• _TASK_:
Can you quote, word for word, the entries from the line containing "One marker belongs on each instance of the red sleeve." up to and including the line containing "[(398, 467)]"?

• _LISTED RECORDS_:
____

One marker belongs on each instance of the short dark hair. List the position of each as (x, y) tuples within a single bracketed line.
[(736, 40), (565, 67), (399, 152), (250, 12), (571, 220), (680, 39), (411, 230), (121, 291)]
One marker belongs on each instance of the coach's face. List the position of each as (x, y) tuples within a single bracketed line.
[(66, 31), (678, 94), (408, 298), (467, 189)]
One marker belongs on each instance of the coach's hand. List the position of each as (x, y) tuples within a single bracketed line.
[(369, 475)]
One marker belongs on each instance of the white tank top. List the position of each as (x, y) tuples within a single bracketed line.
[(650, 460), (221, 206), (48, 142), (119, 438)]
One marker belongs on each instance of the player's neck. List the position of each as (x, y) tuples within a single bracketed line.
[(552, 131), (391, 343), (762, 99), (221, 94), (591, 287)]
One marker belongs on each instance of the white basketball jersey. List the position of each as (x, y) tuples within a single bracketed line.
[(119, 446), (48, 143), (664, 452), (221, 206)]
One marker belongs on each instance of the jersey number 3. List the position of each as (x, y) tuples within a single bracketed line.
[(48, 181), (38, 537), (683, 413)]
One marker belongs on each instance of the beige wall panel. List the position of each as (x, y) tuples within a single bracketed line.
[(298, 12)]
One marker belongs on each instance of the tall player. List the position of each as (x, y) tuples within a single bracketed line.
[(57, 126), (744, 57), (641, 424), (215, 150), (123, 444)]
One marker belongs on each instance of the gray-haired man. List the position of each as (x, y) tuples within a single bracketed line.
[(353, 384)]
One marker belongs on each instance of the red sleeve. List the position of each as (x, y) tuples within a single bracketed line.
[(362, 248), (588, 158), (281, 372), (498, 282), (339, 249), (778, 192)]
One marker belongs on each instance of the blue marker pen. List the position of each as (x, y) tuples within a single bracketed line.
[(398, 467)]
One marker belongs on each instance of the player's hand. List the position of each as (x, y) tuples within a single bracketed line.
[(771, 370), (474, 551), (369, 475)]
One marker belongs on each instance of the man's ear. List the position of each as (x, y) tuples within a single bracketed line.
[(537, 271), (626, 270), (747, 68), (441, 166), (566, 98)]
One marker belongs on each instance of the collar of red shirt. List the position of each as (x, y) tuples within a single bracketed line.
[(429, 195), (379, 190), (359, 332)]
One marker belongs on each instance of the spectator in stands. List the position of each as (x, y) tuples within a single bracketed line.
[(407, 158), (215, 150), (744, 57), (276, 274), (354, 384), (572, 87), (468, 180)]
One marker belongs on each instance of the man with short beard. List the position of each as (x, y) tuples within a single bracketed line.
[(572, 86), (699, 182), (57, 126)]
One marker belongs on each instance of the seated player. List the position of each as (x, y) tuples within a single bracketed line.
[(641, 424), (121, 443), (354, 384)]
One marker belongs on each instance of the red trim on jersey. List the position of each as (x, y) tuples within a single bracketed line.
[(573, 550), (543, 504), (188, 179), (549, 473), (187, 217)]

____

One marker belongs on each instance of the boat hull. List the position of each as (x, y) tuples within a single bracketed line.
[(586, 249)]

____

• _FULL OUTPUT_:
One marker belongs on each instance of the red sleeve. List the position of each as (x, y) tuples within a single bracketed line.
[(362, 248), (588, 158), (281, 372), (498, 282), (339, 249), (778, 192)]
One marker belongs on each instance of the blue marker pen. List the position of each as (x, y) tuples within a single bracketed line.
[(398, 467)]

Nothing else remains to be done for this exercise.